(EXCERPTED RECORDS begins)

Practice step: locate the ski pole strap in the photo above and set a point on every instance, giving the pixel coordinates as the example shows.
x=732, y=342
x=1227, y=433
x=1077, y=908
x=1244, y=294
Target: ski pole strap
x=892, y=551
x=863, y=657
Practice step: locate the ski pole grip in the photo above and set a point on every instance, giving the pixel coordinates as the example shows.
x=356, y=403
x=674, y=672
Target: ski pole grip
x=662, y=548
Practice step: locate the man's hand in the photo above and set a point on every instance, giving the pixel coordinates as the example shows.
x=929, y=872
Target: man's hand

(EXCERPTED RECORDS ends)
(EXCERPTED RECORDS begins)

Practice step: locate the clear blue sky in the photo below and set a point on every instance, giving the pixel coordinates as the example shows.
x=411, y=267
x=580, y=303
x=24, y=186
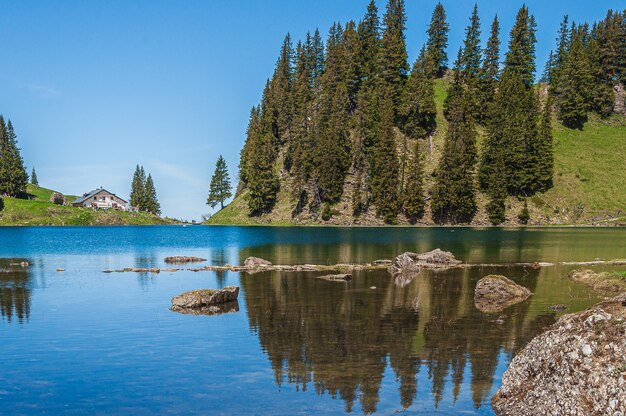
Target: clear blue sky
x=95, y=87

(EXCERPTED RECORDS ends)

:: ABOUT THIS EXERCISE ::
Could you give the number of lines in the entries that contain the string "Practice"? Only the number, please.

:: EXERCISE OUTPUT ::
4